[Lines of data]
════

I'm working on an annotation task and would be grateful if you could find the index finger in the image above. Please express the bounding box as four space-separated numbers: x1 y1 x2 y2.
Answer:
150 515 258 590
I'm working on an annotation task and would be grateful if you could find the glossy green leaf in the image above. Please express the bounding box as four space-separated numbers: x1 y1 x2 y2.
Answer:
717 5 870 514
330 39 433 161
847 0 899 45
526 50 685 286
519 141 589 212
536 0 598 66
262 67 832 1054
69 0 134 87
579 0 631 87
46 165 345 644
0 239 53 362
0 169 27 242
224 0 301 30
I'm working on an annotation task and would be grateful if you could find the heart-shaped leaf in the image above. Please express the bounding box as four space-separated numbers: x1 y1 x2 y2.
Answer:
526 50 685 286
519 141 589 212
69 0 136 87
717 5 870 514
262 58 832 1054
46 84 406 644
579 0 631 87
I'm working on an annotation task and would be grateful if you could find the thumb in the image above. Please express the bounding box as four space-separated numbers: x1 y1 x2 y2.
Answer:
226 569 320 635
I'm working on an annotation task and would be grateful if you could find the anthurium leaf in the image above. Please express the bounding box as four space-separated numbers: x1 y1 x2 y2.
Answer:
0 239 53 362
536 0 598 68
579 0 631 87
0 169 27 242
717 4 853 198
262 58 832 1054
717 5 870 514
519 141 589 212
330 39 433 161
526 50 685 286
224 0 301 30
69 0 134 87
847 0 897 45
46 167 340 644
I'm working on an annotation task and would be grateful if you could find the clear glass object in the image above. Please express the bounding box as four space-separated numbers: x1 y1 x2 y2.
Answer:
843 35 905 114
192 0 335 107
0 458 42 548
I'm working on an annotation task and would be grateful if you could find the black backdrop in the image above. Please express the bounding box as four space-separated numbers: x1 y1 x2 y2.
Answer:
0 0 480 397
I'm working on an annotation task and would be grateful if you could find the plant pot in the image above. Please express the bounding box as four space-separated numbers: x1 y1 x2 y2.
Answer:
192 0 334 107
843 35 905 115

════

## PROBLEM REQUIREMENTS
Copy the part of the rows above that opens with the line containing "find the black" and closes with the line containing "0 0 480 397", and add 122 to every bounding-box coordinate in its answers while leaving the requests unchanged.

## SOLVED EXERCISE
I'm working on an annotation task and would be grateful if you could find the black backdrop in the image above. Please express the bounding box as four space-separated numbers: x1 y1 x2 y2.
Answer:
122 122 602 519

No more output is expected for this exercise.